読解文 >>
==================================================

これにより、自身のゲーム感覚に合っているかどうかを測り、ご購入の参考にしていただければ幸いです。
基本的なトレードオフ
本ゲームの敗北条件は、敵(ユニットカード)が1列に溜まりすぎることと、ダンジョンの耐久力以上にダメージを受けること、となっている。つまりは、敵が盤面にいる方が、敗北に近づく。
一方の勝利条件は、既定ターンが経った(ユニットカードのデッキがなくなった)後、『恐怖』が一定以上溜まっていること、である。『恐怖』というのは、敵を1つの行動でまとめて倒すと手に入る(手に入る『恐怖』の値は[【その行動で撃退したユニットの数】-1])勝利点だ。
つまり、敵が盤面に多くいた方が勝利条件に近づくが、同時にリスクが上がり、敗北条件にも近づく、ということになる。
具体的には、盤面に敵が残っている方がまとめて倒しやすいので、『恐怖』を得やすいが、盤面に追加される敵やダイスはランダムなので、詰みの(あるいは打開策に気付かない)状況になりやすい。
だからと言って、盤面の敵を逐次倒してしまうと、『恐怖』の獲得量が低くなってしまい、最終ラウンドで詰んでしまう、という形だ。
このトレードオフの関係がゲームの基盤にある。
盤面の状況(ユニットカードの数や並び、ダメージの量)というリソースかつリスクを管理することが求められる。
盤面とダイスによるパズル感
ここで言うパズル感というのは、いわゆる『パズル』ではなく、インタラクションやランダム性がなく、論理的にゴールを導き出せる選択肢の組み合わせによって構成されるもの、という概念に近い。
これを繰り返し解いていくゲームなので、そのようなプレイ感が好きという人に向いていると感じている。一方で、本作はデザインやコンポーネントが簡素であり、やり取りが概念的すぎると感じやすいかもしれない。
敵は2次元に配列されていて、上揃えになるように並んでいる。ダイスは昇順に並んでおり、自身のピックの右隣を相手がピックするようになっている。このようなルールの上で、自身にとっての最適解を探り、それを選び続けることになる。
また、色々とルールの調整を行い、簡易化したのだが、それでもまだ、少しだけ複雑性が高いようにも感じている。
複雑性が高いがゆえに、逆に、えいやと選択できたり、じっくりと各選択における組み合わせを考えるような人により向いていると思われる。一人用ゲームであることもあり、他者を待たせることもないため、このような調整になっている。

==================================================

データ >>
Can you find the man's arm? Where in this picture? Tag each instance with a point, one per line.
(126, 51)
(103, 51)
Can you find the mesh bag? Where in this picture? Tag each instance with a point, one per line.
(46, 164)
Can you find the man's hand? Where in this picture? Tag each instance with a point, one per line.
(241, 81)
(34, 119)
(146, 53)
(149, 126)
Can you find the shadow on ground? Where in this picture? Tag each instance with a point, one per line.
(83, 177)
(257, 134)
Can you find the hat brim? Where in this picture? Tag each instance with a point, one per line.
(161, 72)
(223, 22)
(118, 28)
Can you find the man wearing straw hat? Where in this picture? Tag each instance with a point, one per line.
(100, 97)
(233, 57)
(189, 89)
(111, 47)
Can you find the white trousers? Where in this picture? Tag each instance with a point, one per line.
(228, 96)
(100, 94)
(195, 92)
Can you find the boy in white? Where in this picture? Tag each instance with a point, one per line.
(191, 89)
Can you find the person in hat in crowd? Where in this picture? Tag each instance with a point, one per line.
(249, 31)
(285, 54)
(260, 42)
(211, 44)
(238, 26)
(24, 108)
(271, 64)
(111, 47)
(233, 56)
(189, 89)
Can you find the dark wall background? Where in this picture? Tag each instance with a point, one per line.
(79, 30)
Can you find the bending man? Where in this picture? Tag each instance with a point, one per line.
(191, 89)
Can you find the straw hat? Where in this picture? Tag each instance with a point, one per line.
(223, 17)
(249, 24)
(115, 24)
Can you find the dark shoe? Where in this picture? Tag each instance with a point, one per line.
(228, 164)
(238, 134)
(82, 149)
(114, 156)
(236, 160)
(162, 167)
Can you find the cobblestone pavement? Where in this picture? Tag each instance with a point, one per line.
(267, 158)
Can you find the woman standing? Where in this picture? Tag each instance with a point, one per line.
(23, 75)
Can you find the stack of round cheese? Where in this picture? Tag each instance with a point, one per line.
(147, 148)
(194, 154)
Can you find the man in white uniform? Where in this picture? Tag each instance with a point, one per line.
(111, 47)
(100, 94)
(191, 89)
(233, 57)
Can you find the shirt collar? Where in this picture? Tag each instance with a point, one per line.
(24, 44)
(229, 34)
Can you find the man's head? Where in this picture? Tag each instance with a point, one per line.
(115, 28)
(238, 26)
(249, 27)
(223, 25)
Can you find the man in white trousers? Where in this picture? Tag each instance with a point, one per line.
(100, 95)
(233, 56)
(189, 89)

==================================================

課題 >>
1 > ゲーム解説の文章では、1つの行動で敵をまとめて倒したときに得られる『恐怖』の値はどのように決まるとされていますか。
2 > ゲーム解説の文章を、最後の文の後から同じ文体で書き継いでください。

課題別の解答 >>
1 > その行動で撃退したユニットの数から1を引いた値です。

2 >
拡大再生産要素の弱さ
拡大再生産というのは、ある意味では、もはやゲームの王道であり、あらゆるゲームに導入されていると言ってもよい。アナログでもデジタルでも、大きな違いはなく、一人用ゲームでも導入されることが多い。
たとえば、「Slay the Spire」に代表されるデッキ構築のゲームは、この部分を主軸の一つとしており、次第に出来上がっていく自身のデッキが回る様子を楽しめるようになっている。
このような拡大再生産要素は、次第に強化されていく自身の行動やその様を見ていくのが楽しいし、要素の幅が広いものであれば、いわゆるスキルのビルドのように成長の方向性を楽しむことができる。
一方で、拡大再生産というのは、ゲームに対する影響の大きい要素だ。
拡大した要素をさらに拡大へと投資する、という構成上、どうしても序盤の動きがかなり重要になり、その影響は大きすぎると言ってもよい。また、各ターンの細かい選択による差異というよりも、全体的な選択(拡大の方向性やその量)が重要視され、フィードバックのサイクルも長い。(もちろん、これらの特徴を弱めようと実装が工夫されている作品も多い)
つまり、ゲーム全体に対する選択が評価される。強いカードやアイテムやビルドの方向性を知ることが大事で、大きな流れを上手くコントロールすることが必要で、細かい選択による失敗をあまり感じられないことが多い。もちろん、これは利点との表裏一体でもある。
本作(「ダンジョン・インベーダーズ」)は、拡大再生産の要素はほとんどないと言っても良い。規定の手番をなるべく上手く選択していき、少しでもアドバンテージを得ることが重要になってくるようなゲームだ。
あまりにも偉大なゲームなので、参考に出すことも憚られる思いだが、イメージとしては「Into the Breach」のような感覚に近いつもりだ。(一方で「Into the Breach」では、各戦闘の結果によって、中期的な強化を行うこともできるが、それは本作にはない)
単純に、毎ターン生成される敵の並びや、ダイスの出目といったランダム性によって生み出されるパズルをどれぐらい上手く解けたのか、という蓄積によって、ゲームの勝敗が決定づけられる。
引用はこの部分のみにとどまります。